**WRITTEN PROBLEM**: Put every line of all the records below into a numbered list, dropping blank lines and leaving the pictures out.

**RECORD EXTRACTS**:
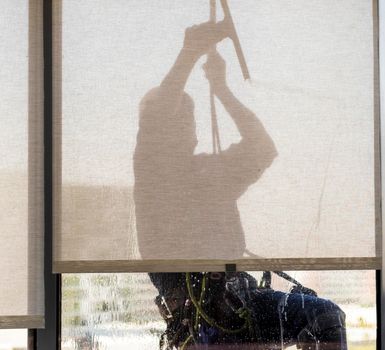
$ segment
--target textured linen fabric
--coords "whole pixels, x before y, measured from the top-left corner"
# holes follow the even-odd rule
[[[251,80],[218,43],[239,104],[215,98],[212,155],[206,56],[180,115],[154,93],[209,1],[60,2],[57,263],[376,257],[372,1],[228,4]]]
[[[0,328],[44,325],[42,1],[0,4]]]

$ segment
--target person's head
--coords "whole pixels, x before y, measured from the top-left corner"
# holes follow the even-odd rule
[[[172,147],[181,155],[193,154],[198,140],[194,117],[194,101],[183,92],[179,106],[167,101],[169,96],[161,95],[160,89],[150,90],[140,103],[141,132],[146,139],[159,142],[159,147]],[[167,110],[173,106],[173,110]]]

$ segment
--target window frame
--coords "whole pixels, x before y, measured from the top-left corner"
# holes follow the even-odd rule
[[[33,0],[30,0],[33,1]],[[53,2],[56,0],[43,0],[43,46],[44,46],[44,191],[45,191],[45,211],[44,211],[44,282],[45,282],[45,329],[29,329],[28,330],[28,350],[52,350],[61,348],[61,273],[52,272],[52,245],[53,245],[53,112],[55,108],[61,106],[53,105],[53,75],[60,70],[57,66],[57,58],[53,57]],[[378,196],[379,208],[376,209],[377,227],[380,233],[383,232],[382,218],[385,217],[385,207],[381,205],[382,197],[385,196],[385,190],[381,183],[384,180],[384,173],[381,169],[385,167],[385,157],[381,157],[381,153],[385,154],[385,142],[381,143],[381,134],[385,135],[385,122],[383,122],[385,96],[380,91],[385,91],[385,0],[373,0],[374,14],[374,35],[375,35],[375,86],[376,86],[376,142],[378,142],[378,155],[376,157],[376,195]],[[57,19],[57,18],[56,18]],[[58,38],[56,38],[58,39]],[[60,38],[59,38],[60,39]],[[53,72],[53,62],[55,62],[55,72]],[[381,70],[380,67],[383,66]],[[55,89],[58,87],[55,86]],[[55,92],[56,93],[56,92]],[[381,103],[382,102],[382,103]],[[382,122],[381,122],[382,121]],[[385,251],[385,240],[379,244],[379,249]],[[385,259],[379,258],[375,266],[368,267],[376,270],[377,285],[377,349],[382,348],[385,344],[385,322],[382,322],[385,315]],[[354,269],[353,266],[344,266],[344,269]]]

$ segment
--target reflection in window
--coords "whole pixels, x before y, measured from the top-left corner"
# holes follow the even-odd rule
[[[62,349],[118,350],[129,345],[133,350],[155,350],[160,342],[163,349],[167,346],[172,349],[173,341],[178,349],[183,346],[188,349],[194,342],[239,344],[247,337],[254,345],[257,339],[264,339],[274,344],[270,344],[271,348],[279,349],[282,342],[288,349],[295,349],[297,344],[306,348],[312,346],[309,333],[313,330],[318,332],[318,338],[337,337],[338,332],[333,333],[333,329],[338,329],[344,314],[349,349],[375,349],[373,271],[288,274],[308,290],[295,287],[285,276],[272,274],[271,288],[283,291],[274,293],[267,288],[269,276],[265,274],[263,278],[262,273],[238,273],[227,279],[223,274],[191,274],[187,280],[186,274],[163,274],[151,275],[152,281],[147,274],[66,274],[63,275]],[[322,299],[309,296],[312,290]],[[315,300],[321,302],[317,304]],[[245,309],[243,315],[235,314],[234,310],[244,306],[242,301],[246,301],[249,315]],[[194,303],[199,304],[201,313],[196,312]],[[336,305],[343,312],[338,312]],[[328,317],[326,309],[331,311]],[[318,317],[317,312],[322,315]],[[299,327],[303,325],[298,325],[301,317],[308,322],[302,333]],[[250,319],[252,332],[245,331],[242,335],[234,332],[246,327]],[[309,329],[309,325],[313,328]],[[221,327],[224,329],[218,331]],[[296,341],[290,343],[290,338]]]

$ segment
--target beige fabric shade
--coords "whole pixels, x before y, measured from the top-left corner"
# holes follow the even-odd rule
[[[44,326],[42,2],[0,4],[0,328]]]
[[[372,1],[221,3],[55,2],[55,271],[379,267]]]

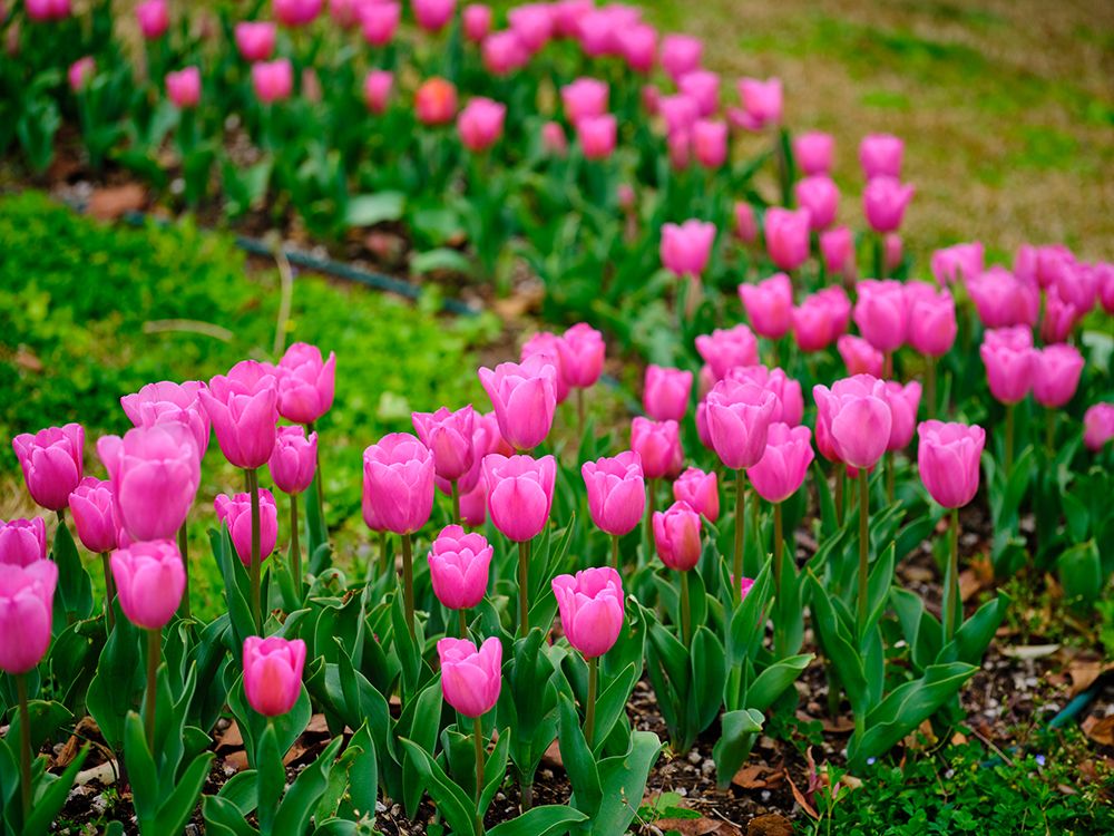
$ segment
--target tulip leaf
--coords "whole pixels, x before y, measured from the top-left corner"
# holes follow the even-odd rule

**OUTPUT**:
1. $ segment
2. --target textured linen fabric
3. --coords "whole pixels, x before y, measured from the top-left corner"
4. # holes follow the even-odd rule
5. [[[251,80],[218,43],[239,104],[215,98],[212,155],[206,56],[180,115],[154,93],[209,1],[60,2],[57,263],[376,257],[372,1],[228,4]]]
6. [[[0,328],[44,325],[42,1],[0,4]]]
7. $ segment
8. --target person's head
9. --coords "whole pixels, x before y, measured from the top-left corner"
10. # holes follow the even-odd rule
11. [[[172,147],[181,155],[193,154],[198,140],[194,117],[194,101],[183,92],[179,106],[167,101],[169,96],[161,95],[160,89],[150,90],[140,103],[141,132],[146,139],[159,142],[159,147]],[[167,110],[173,106],[173,110]]]
12. $ segment
13. --target window frame
14. --coords "whole pixels, x before y, measured from the top-left corner"
15. # holes follow the even-odd rule
16. [[[33,0],[30,0],[33,1]],[[53,2],[56,0],[43,0],[43,46],[44,46],[44,191],[45,191],[45,211],[44,211],[44,282],[45,282],[45,329],[29,329],[28,330],[28,350],[52,350],[61,348],[61,273],[52,272],[52,245],[53,245],[53,112],[55,108],[61,106],[53,105],[53,75],[60,70],[57,66],[57,58],[53,57]],[[378,196],[379,208],[376,209],[377,227],[380,233],[383,232],[382,218],[385,217],[385,207],[381,205],[382,197],[385,196],[385,190],[381,183],[384,180],[384,173],[381,169],[385,167],[385,157],[381,157],[381,153],[385,154],[385,142],[381,143],[381,134],[385,135],[385,122],[383,122],[385,96],[380,91],[385,91],[385,0],[373,0],[374,14],[374,35],[375,35],[375,86],[376,86],[376,142],[378,142],[378,155],[376,157],[376,195]],[[57,19],[57,18],[56,18]],[[58,38],[56,38],[58,39]],[[60,38],[59,38],[60,39]],[[53,72],[53,62],[55,62],[55,72]],[[381,70],[380,67],[383,66]],[[55,89],[58,87],[55,86]],[[55,92],[56,93],[56,92]],[[381,103],[382,102],[382,103]],[[382,122],[381,122],[382,121]],[[385,251],[385,240],[379,244],[379,249]],[[385,259],[379,258],[375,266],[368,267],[376,270],[377,285],[377,349],[382,348],[385,344],[385,322],[382,322],[385,315]],[[354,269],[353,266],[344,266],[344,269]]]
17. $ segment
18. --target reflection in window
19. --coords "whole pixels, x before y, measured from the top-left corner"
20. # holes follow the even-odd rule
21. [[[62,349],[118,350],[129,345],[133,350],[155,350],[160,342],[163,349],[167,346],[172,349],[173,341],[178,349],[183,346],[188,349],[194,342],[239,344],[247,337],[254,345],[257,339],[264,339],[274,344],[270,344],[271,348],[279,349],[282,342],[288,349],[295,349],[297,344],[306,348],[312,346],[309,333],[313,330],[318,332],[318,338],[337,337],[338,332],[333,333],[333,329],[338,329],[344,314],[349,349],[375,349],[373,271],[288,274],[308,290],[295,287],[285,276],[272,274],[271,288],[283,291],[274,293],[267,288],[269,276],[265,274],[263,278],[262,273],[238,273],[227,279],[223,274],[191,274],[187,280],[186,274],[163,274],[151,275],[152,281],[147,274],[66,274],[63,275]],[[322,299],[309,296],[312,290]],[[315,300],[321,302],[317,304]],[[245,309],[243,315],[235,314],[234,310],[244,306],[242,301],[246,301],[249,315]],[[194,303],[199,304],[201,313],[196,312]],[[336,305],[343,312],[338,312]],[[328,317],[326,309],[331,311]],[[318,317],[317,312],[322,315]],[[299,327],[303,325],[298,325],[301,317],[308,322],[302,333]],[[250,319],[252,332],[245,331],[242,335],[234,332],[246,327]],[[309,329],[309,325],[313,328]],[[221,327],[224,329],[218,331]],[[296,341],[290,343],[290,338]]]
22. $ segment
23. --target beige fabric shade
24. --coords "whole pixels, x before y, measured from the top-left corner"
25. # holes follow the even-odd rule
26. [[[44,326],[42,2],[0,4],[0,328]]]
27. [[[372,1],[221,3],[55,2],[55,271],[379,267]]]
28. $ segment
29. --target tulip leaf
30. --coords "whole pixels, x before y, measured from the top-left corner"
31. # holes follow the even-odd rule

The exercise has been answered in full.